Excerpts from a detection dataset:
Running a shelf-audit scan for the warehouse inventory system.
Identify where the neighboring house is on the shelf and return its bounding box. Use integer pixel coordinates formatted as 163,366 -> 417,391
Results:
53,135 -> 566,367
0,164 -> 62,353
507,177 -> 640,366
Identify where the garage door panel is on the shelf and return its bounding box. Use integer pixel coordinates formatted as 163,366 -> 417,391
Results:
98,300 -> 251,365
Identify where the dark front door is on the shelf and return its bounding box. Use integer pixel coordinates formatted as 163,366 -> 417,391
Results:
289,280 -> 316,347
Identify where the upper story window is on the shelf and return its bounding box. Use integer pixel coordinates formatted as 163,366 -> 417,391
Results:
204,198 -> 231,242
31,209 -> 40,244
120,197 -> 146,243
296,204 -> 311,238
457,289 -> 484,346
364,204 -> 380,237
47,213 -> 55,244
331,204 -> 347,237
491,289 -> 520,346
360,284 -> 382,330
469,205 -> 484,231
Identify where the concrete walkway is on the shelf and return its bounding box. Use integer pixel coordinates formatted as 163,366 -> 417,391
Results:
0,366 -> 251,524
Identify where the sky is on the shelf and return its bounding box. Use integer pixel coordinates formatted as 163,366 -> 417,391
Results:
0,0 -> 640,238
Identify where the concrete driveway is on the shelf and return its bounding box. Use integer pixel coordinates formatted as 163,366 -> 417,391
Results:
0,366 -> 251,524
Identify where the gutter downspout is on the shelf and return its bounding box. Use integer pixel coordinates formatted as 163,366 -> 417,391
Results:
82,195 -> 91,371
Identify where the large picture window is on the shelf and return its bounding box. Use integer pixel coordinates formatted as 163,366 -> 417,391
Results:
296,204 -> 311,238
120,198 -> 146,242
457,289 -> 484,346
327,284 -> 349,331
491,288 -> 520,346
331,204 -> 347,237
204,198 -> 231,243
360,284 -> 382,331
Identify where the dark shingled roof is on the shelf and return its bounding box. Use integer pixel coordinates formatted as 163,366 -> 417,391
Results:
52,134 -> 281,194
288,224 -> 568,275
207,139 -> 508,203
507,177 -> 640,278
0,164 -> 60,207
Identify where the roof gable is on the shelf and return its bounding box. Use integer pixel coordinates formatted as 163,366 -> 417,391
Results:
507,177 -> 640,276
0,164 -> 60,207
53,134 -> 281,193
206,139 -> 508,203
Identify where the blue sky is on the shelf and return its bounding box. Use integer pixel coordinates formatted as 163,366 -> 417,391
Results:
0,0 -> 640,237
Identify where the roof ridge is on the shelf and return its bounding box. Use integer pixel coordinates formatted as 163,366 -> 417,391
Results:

Stated exercise:
Can you output, word for word, the part of the entries that opens with the line containing "Identify where the roof gable" and closes with the line containing "206,139 -> 508,203", including both of those lines?

Reply:
Identify where the roof gable is on the shelf and return its bounding box. Use integer pixel coordinates formatted as 163,366 -> 417,391
Results:
507,177 -> 640,276
0,164 -> 60,207
53,134 -> 281,193
206,139 -> 508,203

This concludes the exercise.